Which lines in the records below contain the word "cave"? Copy each one.

-------- Records for this task --------

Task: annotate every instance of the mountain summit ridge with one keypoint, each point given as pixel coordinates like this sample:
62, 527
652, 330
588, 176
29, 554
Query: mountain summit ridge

--------
-------- Records for this task --------

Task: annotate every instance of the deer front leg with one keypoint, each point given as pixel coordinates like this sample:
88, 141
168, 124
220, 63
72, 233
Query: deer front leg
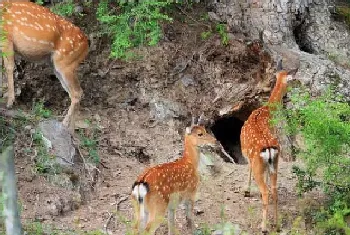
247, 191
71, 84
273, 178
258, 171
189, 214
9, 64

--------
-------- Records for this task --------

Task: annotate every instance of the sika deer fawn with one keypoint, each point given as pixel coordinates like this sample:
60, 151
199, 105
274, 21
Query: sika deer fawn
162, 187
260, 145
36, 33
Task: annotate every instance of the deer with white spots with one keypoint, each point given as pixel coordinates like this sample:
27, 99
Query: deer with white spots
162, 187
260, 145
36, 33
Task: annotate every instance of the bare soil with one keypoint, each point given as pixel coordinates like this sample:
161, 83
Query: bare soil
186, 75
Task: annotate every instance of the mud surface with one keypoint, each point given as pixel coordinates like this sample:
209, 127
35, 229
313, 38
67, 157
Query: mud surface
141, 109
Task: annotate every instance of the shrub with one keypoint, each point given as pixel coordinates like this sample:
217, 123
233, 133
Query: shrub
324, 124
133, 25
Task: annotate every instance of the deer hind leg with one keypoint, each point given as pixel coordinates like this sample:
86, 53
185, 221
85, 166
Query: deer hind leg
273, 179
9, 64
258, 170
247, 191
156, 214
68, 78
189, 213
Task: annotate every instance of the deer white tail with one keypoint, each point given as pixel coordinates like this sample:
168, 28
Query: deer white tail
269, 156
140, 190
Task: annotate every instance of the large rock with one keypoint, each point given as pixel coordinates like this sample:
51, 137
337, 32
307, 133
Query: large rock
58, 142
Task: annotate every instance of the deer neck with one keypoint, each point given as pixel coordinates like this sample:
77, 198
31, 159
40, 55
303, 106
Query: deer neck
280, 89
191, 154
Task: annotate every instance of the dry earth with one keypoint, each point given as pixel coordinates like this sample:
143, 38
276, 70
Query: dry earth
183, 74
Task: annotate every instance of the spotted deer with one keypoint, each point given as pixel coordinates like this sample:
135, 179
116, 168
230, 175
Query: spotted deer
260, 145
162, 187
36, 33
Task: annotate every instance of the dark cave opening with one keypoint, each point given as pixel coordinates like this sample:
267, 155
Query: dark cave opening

--------

• Solution for this task:
Task: annotate every instance of the dark cave opening with one keypoint, each point given as pixel coordinates like this sample:
Query: dark cave opening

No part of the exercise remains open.